§ **PROBLEM TO SOLVE**:
At the line that includes "Objective: one point per instance of the lips", begin writing out the entries below exactly, and continue through the last line without adding anything.

§ **TASK INPUTS**:
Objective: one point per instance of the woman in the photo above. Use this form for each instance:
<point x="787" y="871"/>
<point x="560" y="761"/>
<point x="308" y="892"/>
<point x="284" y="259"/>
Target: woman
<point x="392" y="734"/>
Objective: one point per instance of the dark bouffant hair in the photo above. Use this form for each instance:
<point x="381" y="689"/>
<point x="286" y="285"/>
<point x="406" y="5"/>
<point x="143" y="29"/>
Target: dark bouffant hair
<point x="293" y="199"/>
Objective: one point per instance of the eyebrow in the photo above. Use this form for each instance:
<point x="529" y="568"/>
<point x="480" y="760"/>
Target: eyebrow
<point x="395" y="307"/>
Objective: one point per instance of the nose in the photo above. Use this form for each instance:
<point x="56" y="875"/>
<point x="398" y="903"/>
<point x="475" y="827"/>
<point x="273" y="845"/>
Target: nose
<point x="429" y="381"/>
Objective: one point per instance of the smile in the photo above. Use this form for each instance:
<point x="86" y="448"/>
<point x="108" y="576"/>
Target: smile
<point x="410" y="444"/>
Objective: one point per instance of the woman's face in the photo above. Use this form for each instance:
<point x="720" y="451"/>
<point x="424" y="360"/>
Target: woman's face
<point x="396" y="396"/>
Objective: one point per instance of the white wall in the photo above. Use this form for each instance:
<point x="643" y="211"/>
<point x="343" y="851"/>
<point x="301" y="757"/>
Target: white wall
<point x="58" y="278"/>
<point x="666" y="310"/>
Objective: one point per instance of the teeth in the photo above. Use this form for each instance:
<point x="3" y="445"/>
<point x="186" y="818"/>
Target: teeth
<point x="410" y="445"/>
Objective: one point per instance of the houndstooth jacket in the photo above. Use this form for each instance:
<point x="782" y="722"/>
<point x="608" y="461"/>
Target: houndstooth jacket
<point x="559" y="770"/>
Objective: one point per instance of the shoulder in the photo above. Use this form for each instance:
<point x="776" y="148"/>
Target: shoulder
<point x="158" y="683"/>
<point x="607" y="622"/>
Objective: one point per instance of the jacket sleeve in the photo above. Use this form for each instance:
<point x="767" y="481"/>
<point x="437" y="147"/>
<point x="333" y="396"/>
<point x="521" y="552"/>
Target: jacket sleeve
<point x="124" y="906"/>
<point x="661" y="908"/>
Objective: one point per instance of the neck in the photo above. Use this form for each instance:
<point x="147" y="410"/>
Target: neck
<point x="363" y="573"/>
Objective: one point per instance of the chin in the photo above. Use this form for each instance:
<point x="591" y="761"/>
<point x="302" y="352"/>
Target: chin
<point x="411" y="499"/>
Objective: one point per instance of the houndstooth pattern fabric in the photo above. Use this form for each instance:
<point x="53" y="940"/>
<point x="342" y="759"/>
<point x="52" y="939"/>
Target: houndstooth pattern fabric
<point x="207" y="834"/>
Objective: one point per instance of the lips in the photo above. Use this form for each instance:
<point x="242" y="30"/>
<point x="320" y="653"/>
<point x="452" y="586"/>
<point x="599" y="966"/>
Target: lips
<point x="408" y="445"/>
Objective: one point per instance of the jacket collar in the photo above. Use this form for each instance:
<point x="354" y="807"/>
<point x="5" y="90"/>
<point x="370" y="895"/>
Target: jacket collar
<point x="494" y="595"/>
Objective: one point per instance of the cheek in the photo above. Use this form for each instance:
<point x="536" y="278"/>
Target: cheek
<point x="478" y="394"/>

§ **ANSWER TO THIS TASK**:
Objective: one point per instance of the lips in the photo above. Use this form for each instance:
<point x="242" y="30"/>
<point x="320" y="653"/>
<point x="452" y="586"/>
<point x="599" y="966"/>
Target: lips
<point x="408" y="445"/>
Objective: one point per instance of the jacket collar in the photo above. Use this form for each instance:
<point x="354" y="807"/>
<point x="5" y="90"/>
<point x="370" y="895"/>
Target: jacket collar
<point x="494" y="595"/>
Objective: one point per instance of the cheek in the photo above. Use this form for each instance:
<point x="536" y="278"/>
Target: cheek
<point x="478" y="394"/>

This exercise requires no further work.